Page extract »
☆ ☆ ☆ ☆ ☆ ☆ ☆
Moin-ul-Haq Stadium is located in Rajendra Nagar, Patna, Bihar, India. The multi-purpose stadium has hosted three One Day International (ODI) matches including one from the 1996 Cricket World Cup. The stadium has a capacity of 25,000 people. It is used for cricket and association football. It is the home ground of Bihar Ranji Team. The government has proposed the stadium development expanding its seating capacity to 42,500. It is maintained by Bihar Cricket Association. Bihar Ranji Team had currently played many Ranji matches on this ground.

History
The stadium was previously known as Rajendra Nagar Stadium. It was renamed in 1970 after the death of icon Moin-ul-Haq,  who was general secretary of Indian Olympic Association (IOA), India's chef-de-mission of the Indian Olympic contingent in 1948 to London and in 1952 to Helsinki, and one of the founding vice-presidents along with K A D Naoroji of the Bihar Cricket Association, in the year 1936 at Jamshedpur,  of Bihar.

In 2013, it was announced by the Chief Minister of Bihar Nitish Kumar that an international cricket stadium will be constructed at Rajgir, Nalanda district and Moin-ul-Haq Stadium and Patliputra Sports Complex's indoor stadium will go for renovations.

Ground information

It was a state-of-the-art stadium in India with modern seating, equipment and facilities for players and spectators alike. But as the stadium is being neglected by the Board of Control for Cricket in India when it comes to hosting of international match because of problem between the Bihar Cricket Association and the Board of Control for Cricket in India, it has become totally outdated (more after the Indian Premier league emerged and other stadiums became Up-To-Date). After Jharkhand was carved out of Bihar, Bihar lost its Ranji Trophy team status. So, no Ranji Trophy matches are even held here. The stadium features a swimming pool and a cricket academy. It has a "Turf" pitch that follows the international standard. It is very near to Rajendra Nagar Terminal.
☆ ☆ ☆ ☆ ☆ ☆ ☆
Raw data »
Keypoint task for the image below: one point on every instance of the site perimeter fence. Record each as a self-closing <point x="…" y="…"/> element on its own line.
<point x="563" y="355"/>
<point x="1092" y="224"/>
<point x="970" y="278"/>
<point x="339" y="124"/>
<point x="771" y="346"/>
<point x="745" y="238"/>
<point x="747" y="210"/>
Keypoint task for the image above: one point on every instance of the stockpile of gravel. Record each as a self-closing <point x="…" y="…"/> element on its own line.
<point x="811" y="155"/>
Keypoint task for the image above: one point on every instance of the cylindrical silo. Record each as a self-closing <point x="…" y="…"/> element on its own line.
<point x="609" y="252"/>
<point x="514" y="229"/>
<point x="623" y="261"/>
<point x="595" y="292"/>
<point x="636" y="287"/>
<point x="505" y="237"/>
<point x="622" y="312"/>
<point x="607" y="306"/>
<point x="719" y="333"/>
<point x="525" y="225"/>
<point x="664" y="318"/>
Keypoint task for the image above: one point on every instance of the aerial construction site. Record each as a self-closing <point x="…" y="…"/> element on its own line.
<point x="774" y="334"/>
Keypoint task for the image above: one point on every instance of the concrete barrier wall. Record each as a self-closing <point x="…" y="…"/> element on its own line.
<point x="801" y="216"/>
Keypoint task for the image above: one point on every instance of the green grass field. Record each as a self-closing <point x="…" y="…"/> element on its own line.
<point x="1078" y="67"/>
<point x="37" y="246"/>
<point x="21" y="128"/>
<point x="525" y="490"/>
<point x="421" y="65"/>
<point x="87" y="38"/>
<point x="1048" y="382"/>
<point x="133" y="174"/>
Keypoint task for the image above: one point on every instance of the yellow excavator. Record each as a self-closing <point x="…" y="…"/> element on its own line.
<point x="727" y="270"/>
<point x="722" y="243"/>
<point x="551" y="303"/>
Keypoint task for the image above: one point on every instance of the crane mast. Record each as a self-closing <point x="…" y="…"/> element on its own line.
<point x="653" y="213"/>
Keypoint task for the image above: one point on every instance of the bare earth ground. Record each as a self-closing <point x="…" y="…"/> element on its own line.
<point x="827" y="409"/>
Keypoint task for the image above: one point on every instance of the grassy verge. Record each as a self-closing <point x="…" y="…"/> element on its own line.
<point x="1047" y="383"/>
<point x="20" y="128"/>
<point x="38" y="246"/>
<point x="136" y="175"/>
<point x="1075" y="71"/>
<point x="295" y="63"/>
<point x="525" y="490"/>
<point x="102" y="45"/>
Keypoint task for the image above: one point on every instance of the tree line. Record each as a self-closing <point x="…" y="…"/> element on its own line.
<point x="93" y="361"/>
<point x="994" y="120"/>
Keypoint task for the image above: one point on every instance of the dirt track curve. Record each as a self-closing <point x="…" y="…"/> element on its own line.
☆ ☆ ☆ ☆ ☆ ☆ ☆
Exercise objective » Reproduce the Moin-ul-Haq Stadium text above in full, word for word, with no changes.

Reply »
Moin-ul-Haq Stadium is located in Rajendra Nagar, Patna, Bihar, India. The multi-purpose stadium has hosted three One Day International (ODI) matches including one from the 1996 Cricket World Cup. The stadium has a capacity of 25,000 people. It is used for cricket and association football. It is the home ground of Bihar Ranji Team. The government has proposed the stadium development expanding its seating capacity to 42,500. It is maintained by Bihar Cricket Association. Bihar Ranji Team had currently played many Ranji matches on this ground.

History
The stadium was previously known as Rajendra Nagar Stadium. It was renamed in 1970 after the death of icon Moin-ul-Haq,  who was general secretary of Indian Olympic Association (IOA), India's chef-de-mission of the Indian Olympic contingent in 1948 to London and in 1952 to Helsinki, and one of the founding vice-presidents along with K A D Naoroji of the Bihar Cricket Association, in the year 1936 at Jamshedpur,  of Bihar.

In 2013, it was announced by the Chief Minister of Bihar Nitish Kumar that an international cricket stadium will be constructed at Rajgir, Nalanda district and Moin-ul-Haq Stadium and Patliputra Sports Complex's indoor stadium will go for renovations.

Ground information

It was a state-of-the-art stadium in India with modern seating, equipment and facilities for players and spectators alike. But as the stadium is being neglected by the Board of Control for Cricket in India when it comes to hosting of international match because of problem between the Bihar Cricket Association and the Board of Control for Cricket in India, it has become totally outdated (more after the Indian Premier league emerged and other stadiums became Up-To-Date). After Jharkhand was carved out of Bihar, Bihar lost its Ranji Trophy team status. So, no Ranji Trophy matches are even held here. The stadium features a swimming pool and a cricket academy. It has a "Turf" pitch that follows the international standard. It is very near to Rajendra Nagar Terminal.